=== Record excerpts ===

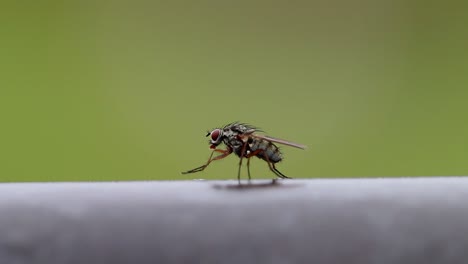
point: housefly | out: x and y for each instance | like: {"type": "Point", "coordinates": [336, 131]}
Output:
{"type": "Point", "coordinates": [245, 141]}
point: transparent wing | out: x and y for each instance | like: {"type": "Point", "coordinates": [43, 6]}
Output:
{"type": "Point", "coordinates": [279, 141]}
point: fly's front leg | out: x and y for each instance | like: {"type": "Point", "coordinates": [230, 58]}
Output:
{"type": "Point", "coordinates": [224, 154]}
{"type": "Point", "coordinates": [244, 147]}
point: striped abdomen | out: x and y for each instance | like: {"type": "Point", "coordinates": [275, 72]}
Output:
{"type": "Point", "coordinates": [270, 150]}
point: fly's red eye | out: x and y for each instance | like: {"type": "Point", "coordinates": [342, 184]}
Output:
{"type": "Point", "coordinates": [215, 134]}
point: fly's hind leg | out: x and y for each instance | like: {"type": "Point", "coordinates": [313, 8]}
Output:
{"type": "Point", "coordinates": [274, 169]}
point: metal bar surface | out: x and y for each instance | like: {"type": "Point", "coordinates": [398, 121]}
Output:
{"type": "Point", "coordinates": [383, 220]}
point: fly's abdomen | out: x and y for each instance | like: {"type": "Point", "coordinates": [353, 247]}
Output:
{"type": "Point", "coordinates": [268, 150]}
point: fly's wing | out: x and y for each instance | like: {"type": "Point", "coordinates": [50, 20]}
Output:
{"type": "Point", "coordinates": [279, 141]}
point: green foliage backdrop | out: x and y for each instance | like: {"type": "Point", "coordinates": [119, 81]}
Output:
{"type": "Point", "coordinates": [125, 90]}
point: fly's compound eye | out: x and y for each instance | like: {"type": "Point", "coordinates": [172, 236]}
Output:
{"type": "Point", "coordinates": [215, 134]}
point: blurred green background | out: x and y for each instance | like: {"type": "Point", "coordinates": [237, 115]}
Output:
{"type": "Point", "coordinates": [126, 90]}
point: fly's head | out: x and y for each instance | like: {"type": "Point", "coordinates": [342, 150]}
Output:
{"type": "Point", "coordinates": [216, 137]}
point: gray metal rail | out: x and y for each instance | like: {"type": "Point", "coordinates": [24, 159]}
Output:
{"type": "Point", "coordinates": [404, 220]}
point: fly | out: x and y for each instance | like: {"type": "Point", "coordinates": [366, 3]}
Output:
{"type": "Point", "coordinates": [245, 142]}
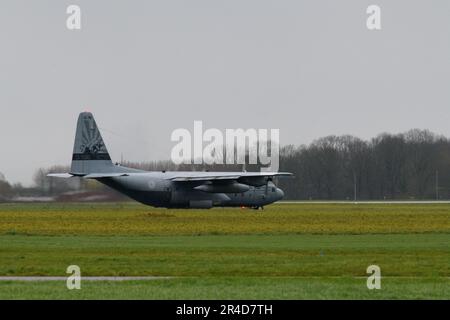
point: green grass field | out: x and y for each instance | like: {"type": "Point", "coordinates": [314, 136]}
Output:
{"type": "Point", "coordinates": [288, 251]}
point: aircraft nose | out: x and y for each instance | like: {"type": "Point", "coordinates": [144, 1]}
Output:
{"type": "Point", "coordinates": [280, 194]}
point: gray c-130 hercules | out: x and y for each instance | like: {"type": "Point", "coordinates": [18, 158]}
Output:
{"type": "Point", "coordinates": [174, 189]}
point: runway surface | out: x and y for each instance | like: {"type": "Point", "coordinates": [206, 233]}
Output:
{"type": "Point", "coordinates": [100, 278]}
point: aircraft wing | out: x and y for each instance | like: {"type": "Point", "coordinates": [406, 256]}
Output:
{"type": "Point", "coordinates": [217, 176]}
{"type": "Point", "coordinates": [87, 176]}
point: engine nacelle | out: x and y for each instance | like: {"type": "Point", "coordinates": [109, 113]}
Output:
{"type": "Point", "coordinates": [200, 204]}
{"type": "Point", "coordinates": [254, 182]}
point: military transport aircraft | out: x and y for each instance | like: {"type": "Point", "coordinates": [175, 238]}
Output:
{"type": "Point", "coordinates": [175, 189]}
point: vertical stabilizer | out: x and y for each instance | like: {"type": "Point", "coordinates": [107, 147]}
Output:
{"type": "Point", "coordinates": [89, 151]}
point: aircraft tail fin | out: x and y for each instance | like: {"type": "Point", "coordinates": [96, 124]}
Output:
{"type": "Point", "coordinates": [89, 151]}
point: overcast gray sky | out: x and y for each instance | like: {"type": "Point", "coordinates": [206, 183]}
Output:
{"type": "Point", "coordinates": [144, 68]}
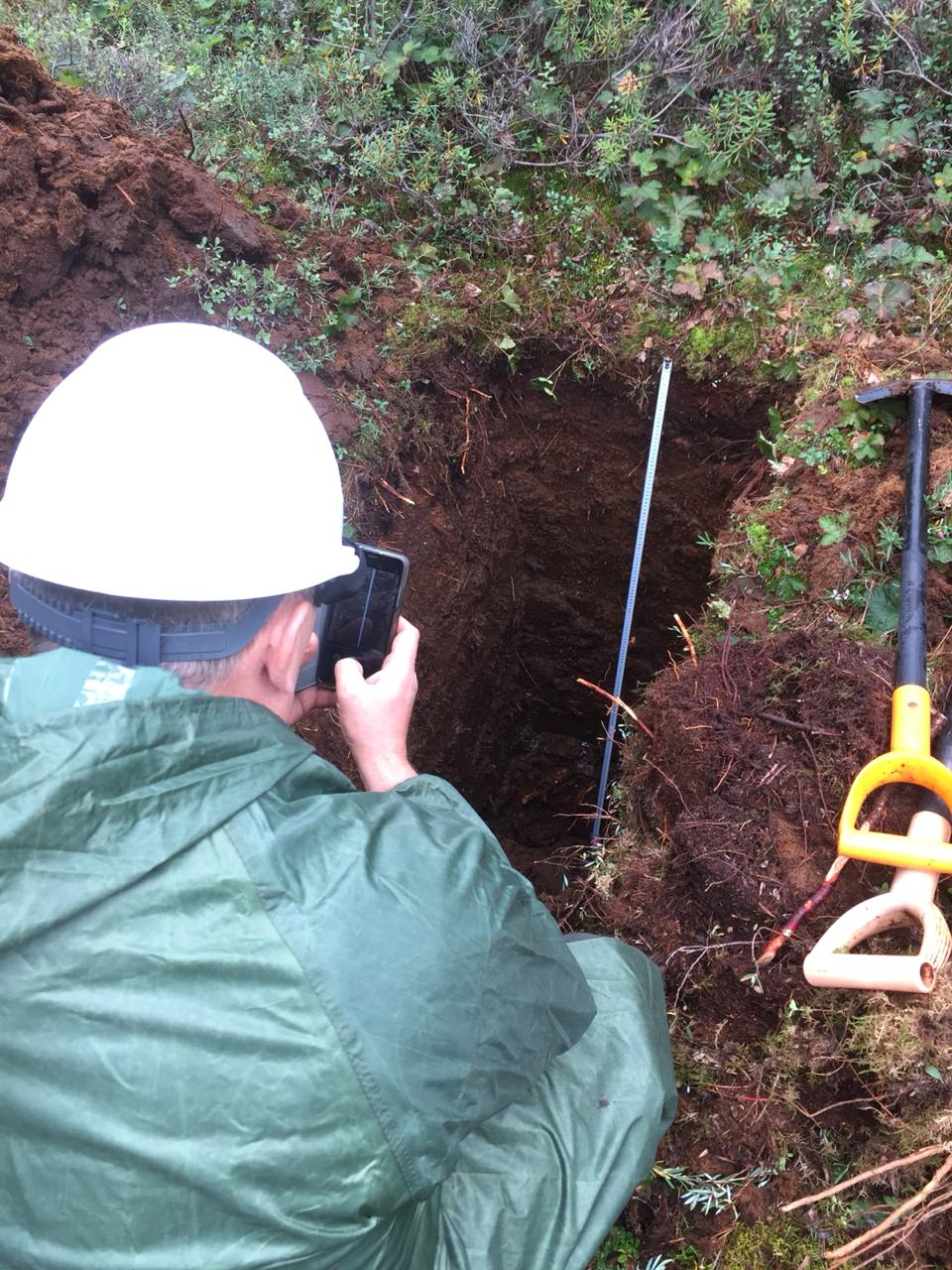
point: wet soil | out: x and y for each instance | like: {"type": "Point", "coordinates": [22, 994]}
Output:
{"type": "Point", "coordinates": [522, 554]}
{"type": "Point", "coordinates": [521, 544]}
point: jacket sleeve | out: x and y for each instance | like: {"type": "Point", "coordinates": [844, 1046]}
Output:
{"type": "Point", "coordinates": [447, 980]}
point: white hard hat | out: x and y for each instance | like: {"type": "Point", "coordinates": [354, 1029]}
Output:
{"type": "Point", "coordinates": [179, 461]}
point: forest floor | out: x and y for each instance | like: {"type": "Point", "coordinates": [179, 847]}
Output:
{"type": "Point", "coordinates": [516, 495]}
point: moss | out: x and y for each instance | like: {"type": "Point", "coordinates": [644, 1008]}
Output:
{"type": "Point", "coordinates": [770, 1246]}
{"type": "Point", "coordinates": [733, 341]}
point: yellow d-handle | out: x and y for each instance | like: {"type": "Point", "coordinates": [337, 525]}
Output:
{"type": "Point", "coordinates": [906, 763]}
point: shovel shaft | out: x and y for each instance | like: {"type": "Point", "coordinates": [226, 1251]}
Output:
{"type": "Point", "coordinates": [910, 649]}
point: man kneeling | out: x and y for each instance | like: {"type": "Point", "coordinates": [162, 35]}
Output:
{"type": "Point", "coordinates": [252, 1016]}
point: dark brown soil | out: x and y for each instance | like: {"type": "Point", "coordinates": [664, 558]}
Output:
{"type": "Point", "coordinates": [521, 544]}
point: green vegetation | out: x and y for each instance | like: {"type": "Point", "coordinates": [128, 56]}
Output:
{"type": "Point", "coordinates": [788, 163]}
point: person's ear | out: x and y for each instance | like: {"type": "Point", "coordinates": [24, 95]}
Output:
{"type": "Point", "coordinates": [291, 642]}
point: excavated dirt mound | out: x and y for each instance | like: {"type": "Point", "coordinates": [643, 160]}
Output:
{"type": "Point", "coordinates": [93, 220]}
{"type": "Point", "coordinates": [521, 547]}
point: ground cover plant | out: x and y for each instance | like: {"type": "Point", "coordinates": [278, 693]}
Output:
{"type": "Point", "coordinates": [472, 230]}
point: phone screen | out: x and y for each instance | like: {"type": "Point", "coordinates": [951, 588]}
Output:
{"type": "Point", "coordinates": [361, 625]}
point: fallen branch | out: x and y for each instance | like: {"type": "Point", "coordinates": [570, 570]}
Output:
{"type": "Point", "coordinates": [792, 722]}
{"type": "Point", "coordinates": [923, 1153]}
{"type": "Point", "coordinates": [861, 1241]}
{"type": "Point", "coordinates": [621, 705]}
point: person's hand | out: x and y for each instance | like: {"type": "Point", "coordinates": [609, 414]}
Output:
{"type": "Point", "coordinates": [316, 698]}
{"type": "Point", "coordinates": [375, 711]}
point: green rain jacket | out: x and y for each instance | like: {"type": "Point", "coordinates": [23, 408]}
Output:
{"type": "Point", "coordinates": [252, 1017]}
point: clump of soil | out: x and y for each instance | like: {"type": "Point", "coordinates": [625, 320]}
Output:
{"type": "Point", "coordinates": [521, 544]}
{"type": "Point", "coordinates": [93, 220]}
{"type": "Point", "coordinates": [731, 824]}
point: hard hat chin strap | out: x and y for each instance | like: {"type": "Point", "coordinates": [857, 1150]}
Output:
{"type": "Point", "coordinates": [134, 640]}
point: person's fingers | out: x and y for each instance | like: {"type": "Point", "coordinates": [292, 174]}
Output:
{"type": "Point", "coordinates": [348, 675]}
{"type": "Point", "coordinates": [403, 651]}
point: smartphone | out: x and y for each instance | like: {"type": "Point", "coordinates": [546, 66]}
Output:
{"type": "Point", "coordinates": [361, 625]}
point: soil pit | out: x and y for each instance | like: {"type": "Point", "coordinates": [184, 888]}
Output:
{"type": "Point", "coordinates": [521, 559]}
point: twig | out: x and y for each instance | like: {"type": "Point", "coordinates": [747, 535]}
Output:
{"type": "Point", "coordinates": [190, 134]}
{"type": "Point", "coordinates": [819, 780]}
{"type": "Point", "coordinates": [843, 1252]}
{"type": "Point", "coordinates": [397, 493]}
{"type": "Point", "coordinates": [621, 705]}
{"type": "Point", "coordinates": [792, 722]}
{"type": "Point", "coordinates": [923, 1153]}
{"type": "Point", "coordinates": [817, 897]}
{"type": "Point", "coordinates": [466, 444]}
{"type": "Point", "coordinates": [687, 638]}
{"type": "Point", "coordinates": [726, 677]}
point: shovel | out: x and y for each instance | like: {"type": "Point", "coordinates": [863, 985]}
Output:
{"type": "Point", "coordinates": [924, 851]}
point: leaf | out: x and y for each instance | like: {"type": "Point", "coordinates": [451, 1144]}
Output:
{"type": "Point", "coordinates": [883, 608]}
{"type": "Point", "coordinates": [835, 526]}
{"type": "Point", "coordinates": [509, 298]}
{"type": "Point", "coordinates": [888, 298]}
{"type": "Point", "coordinates": [543, 384]}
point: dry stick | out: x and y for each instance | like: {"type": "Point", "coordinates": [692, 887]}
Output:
{"type": "Point", "coordinates": [190, 134]}
{"type": "Point", "coordinates": [939, 1203]}
{"type": "Point", "coordinates": [687, 639]}
{"type": "Point", "coordinates": [923, 1153]}
{"type": "Point", "coordinates": [621, 705]}
{"type": "Point", "coordinates": [861, 1241]}
{"type": "Point", "coordinates": [792, 722]}
{"type": "Point", "coordinates": [397, 493]}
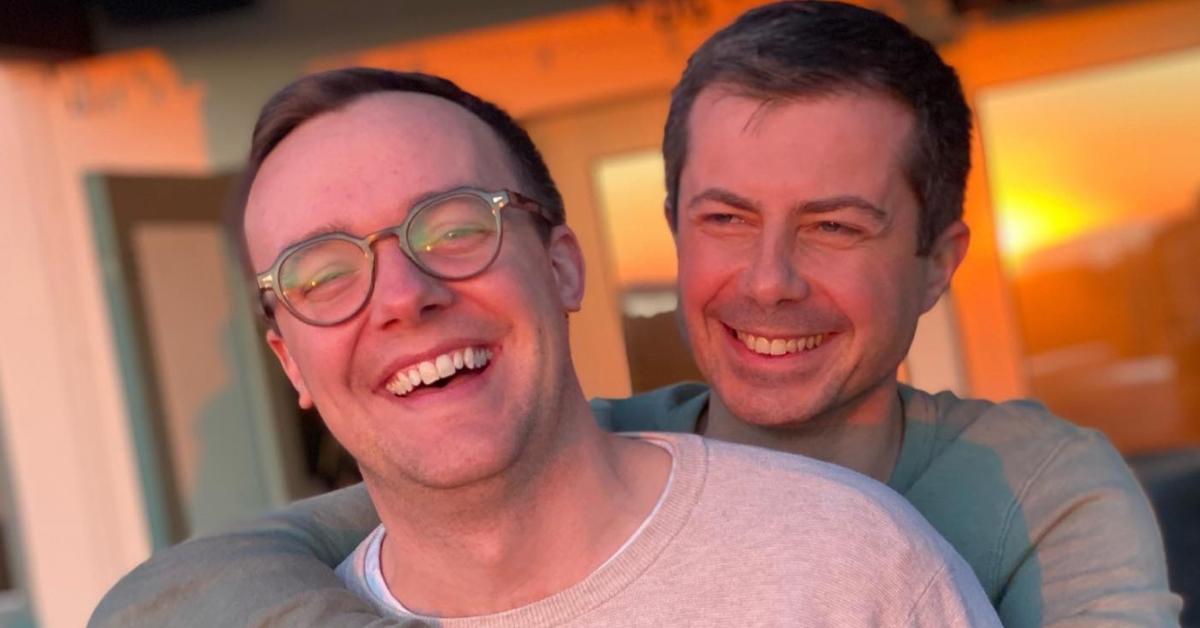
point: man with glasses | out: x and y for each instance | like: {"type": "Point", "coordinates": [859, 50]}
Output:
{"type": "Point", "coordinates": [413, 261]}
{"type": "Point", "coordinates": [816, 159]}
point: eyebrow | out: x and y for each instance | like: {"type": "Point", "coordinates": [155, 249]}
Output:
{"type": "Point", "coordinates": [819, 205]}
{"type": "Point", "coordinates": [325, 228]}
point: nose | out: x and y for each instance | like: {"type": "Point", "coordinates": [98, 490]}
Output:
{"type": "Point", "coordinates": [403, 294]}
{"type": "Point", "coordinates": [772, 276]}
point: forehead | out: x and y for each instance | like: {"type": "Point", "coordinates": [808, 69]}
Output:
{"type": "Point", "coordinates": [360, 168]}
{"type": "Point", "coordinates": [851, 142]}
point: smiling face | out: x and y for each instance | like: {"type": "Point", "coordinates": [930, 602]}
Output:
{"type": "Point", "coordinates": [489, 353]}
{"type": "Point", "coordinates": [799, 282]}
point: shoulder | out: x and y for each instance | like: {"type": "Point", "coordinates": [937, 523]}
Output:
{"type": "Point", "coordinates": [672, 408]}
{"type": "Point", "coordinates": [790, 516]}
{"type": "Point", "coordinates": [1005, 482]}
{"type": "Point", "coordinates": [1023, 436]}
{"type": "Point", "coordinates": [791, 490]}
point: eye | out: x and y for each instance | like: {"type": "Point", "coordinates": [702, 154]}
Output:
{"type": "Point", "coordinates": [323, 280]}
{"type": "Point", "coordinates": [721, 219]}
{"type": "Point", "coordinates": [828, 226]}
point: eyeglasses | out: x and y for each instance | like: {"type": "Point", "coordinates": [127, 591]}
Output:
{"type": "Point", "coordinates": [328, 279]}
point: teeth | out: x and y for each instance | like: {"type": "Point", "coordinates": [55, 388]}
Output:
{"type": "Point", "coordinates": [441, 368]}
{"type": "Point", "coordinates": [766, 346]}
{"type": "Point", "coordinates": [445, 365]}
{"type": "Point", "coordinates": [429, 372]}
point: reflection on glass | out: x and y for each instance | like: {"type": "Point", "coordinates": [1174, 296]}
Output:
{"type": "Point", "coordinates": [641, 256]}
{"type": "Point", "coordinates": [1096, 185]}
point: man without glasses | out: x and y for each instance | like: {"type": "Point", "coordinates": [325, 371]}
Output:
{"type": "Point", "coordinates": [816, 159]}
{"type": "Point", "coordinates": [412, 255]}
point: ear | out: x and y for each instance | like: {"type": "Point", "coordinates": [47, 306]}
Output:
{"type": "Point", "coordinates": [942, 261]}
{"type": "Point", "coordinates": [280, 348]}
{"type": "Point", "coordinates": [567, 262]}
{"type": "Point", "coordinates": [672, 225]}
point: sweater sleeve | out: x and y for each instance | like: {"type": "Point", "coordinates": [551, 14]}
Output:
{"type": "Point", "coordinates": [276, 570]}
{"type": "Point", "coordinates": [1097, 552]}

===

> **Exercise brief**
Format the listing, starting at the line containing "point: man without" and ending with the last line of the listing, as a JSON list of strings. Use one string per line and leave out blank lines.

> **Worked answer**
[
  "point: man without glasses | out: x and y for each instance | like: {\"type\": \"Point\", \"coordinates\": [325, 371]}",
  "Output:",
  "{\"type\": \"Point\", \"coordinates\": [816, 159]}",
  "{\"type\": \"Point\", \"coordinates\": [412, 255]}",
  "point: ear | out: x and y for each instance | like: {\"type\": \"Point\", \"coordinates\": [47, 306]}",
  "Output:",
  "{\"type\": \"Point\", \"coordinates\": [942, 261]}",
  "{\"type\": \"Point\", \"coordinates\": [280, 348]}",
  "{\"type\": \"Point\", \"coordinates\": [567, 262]}",
  "{\"type\": \"Point\", \"coordinates\": [672, 225]}",
  "point: sweater sleeve | out: x and y for each instance | like: {\"type\": \"Point\", \"coordinates\": [551, 14]}",
  "Output:",
  "{\"type\": \"Point\", \"coordinates\": [276, 570]}",
  "{\"type\": \"Point\", \"coordinates\": [1097, 552]}"
]